Fragment dokumentu
━━━━━━━━━━━━━━━━
Na występ Kayah czekał cierpliwie cały amfiteatr widzów. Gang Tango wprowadził słuchaczy w świat tang i wtedy na scenę wkroczyła gwiazda wieczoru. Przypomniała światowe hity ale i polskie tanga. A gdy w ostatnim wejściu zabrzmiało tango Milonga - artystka z rozbawieniem przyklaskiwała tańczącym pod sceną. Szczęśliwcy mieli też okazję zdobyć autograf wokalistki.
Organizatorami Międzynarodowego Festiwalu Akordeonowego w Sulęczynie są gmina Sulęczyno, powiat kartuski, Fundacja Aby chciało się chcieć oraz Acco -Music Paweł A. Nowak.
━━━━━━━━━━━━━━━━
Dostarczone informacje
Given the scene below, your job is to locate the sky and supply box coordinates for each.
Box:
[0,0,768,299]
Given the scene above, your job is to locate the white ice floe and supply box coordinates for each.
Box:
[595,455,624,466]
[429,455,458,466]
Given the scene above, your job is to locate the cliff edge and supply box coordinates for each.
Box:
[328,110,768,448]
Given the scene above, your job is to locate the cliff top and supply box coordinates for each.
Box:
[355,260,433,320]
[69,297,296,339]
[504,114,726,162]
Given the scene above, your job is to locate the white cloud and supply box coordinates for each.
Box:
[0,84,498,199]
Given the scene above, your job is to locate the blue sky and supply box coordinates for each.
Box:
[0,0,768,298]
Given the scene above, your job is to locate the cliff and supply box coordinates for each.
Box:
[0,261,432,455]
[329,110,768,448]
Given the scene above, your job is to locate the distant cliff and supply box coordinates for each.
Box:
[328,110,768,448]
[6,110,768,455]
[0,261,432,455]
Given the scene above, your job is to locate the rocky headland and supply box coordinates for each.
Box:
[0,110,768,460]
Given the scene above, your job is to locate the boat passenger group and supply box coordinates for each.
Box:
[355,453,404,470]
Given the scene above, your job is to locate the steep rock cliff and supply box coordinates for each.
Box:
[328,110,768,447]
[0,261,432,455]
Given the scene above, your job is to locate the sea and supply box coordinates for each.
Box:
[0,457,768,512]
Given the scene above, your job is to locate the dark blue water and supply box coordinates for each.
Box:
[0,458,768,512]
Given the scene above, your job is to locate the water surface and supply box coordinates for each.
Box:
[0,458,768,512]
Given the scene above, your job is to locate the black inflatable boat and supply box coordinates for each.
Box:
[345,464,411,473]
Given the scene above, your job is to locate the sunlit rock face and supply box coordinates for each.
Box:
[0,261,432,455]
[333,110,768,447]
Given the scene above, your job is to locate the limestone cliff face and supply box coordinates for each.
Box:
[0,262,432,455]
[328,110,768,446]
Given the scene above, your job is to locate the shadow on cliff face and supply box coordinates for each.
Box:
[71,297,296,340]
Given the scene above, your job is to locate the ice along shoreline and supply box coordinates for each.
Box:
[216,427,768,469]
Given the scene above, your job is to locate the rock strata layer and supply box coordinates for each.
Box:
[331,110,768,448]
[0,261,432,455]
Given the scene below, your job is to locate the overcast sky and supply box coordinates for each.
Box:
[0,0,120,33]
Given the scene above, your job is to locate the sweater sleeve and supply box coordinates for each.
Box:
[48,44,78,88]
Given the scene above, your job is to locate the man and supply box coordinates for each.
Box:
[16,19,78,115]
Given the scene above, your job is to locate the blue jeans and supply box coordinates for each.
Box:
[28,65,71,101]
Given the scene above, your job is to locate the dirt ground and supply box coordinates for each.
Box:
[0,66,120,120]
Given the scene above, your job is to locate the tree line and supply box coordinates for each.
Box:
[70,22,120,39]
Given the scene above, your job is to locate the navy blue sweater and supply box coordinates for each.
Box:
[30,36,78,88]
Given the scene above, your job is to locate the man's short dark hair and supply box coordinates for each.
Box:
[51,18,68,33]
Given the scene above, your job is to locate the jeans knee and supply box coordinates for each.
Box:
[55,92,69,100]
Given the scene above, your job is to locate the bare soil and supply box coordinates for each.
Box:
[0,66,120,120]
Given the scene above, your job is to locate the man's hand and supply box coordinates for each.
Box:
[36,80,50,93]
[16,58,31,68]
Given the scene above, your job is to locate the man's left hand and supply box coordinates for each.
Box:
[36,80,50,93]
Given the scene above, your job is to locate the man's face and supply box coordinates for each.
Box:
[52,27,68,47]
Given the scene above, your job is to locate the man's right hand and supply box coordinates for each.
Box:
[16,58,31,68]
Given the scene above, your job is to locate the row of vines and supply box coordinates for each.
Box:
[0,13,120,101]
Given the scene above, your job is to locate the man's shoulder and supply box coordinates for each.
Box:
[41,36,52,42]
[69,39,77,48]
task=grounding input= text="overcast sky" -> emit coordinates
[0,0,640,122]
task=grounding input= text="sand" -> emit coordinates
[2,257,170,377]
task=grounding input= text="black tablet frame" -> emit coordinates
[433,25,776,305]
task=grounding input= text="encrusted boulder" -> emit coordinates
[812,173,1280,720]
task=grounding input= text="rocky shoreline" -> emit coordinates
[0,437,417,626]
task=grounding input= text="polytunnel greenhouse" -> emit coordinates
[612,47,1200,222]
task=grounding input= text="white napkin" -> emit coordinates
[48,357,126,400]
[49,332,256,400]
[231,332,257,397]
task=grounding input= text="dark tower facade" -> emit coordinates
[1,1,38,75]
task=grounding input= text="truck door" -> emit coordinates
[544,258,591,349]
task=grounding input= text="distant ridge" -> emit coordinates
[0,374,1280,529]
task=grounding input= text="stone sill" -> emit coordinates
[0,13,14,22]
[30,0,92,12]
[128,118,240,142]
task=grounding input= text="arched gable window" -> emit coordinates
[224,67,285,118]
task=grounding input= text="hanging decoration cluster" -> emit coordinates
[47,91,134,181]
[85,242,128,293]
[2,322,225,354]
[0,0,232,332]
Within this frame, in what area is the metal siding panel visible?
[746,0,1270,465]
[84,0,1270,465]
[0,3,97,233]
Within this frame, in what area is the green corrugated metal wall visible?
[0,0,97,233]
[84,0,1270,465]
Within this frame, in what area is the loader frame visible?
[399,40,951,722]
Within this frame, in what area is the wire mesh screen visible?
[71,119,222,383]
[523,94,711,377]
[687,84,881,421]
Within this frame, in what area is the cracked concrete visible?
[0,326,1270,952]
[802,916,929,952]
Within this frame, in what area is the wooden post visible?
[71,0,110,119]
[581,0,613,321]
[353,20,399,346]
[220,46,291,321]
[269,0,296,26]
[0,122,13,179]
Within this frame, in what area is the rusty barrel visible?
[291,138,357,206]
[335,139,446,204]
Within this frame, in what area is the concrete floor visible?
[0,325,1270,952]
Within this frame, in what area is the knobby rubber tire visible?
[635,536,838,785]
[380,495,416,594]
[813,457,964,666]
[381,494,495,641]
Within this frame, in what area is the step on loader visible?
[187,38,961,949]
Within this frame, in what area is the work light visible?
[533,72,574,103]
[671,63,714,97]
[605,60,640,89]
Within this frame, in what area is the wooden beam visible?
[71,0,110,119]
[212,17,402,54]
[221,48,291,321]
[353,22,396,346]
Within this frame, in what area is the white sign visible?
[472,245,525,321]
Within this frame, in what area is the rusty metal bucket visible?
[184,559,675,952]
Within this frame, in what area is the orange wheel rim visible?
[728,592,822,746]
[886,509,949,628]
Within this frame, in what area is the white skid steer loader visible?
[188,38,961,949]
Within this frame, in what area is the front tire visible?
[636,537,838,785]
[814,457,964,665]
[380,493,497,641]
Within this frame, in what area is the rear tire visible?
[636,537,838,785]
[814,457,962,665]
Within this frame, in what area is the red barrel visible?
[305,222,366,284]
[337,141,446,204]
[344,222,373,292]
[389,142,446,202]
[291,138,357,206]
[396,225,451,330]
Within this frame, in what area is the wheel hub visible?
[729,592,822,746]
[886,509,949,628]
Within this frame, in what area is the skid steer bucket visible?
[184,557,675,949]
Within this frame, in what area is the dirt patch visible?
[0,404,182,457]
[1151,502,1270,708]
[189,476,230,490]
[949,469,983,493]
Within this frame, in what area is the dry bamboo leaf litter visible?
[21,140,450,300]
━━━━━━━━━━━━━━━━
Krótkie zadanie
Powtórz dosłownie, bez żadnych zmian, cały fragment dokumentu o festiwalu akordeonowym w Sulęczynie.

Wynik ćwiczenia
Na występ Kayah czekał cierpliwie cały amfiteatr widzów. Gang Tango wprowadził słuchaczy w świat tang i wtedy na scenę wkroczyła gwiazda wieczoru. Przypomniała światowe hity ale i polskie tanga. A gdy w ostatnim wejściu zabrzmiało tango Milonga - artystka z rozbawieniem przyklaskiwała tańczącym pod sceną. Szczęśliwcy mieli też okazję zdobyć autograf wokalistki.
Organizatorami Międzynarodowego Festiwalu Akordeonowego w Sulęczynie są gmina Sulęczyno, powiat kartuski, Fundacja Aby chciało się chcieć oraz Acco -Music Paweł A. Nowak.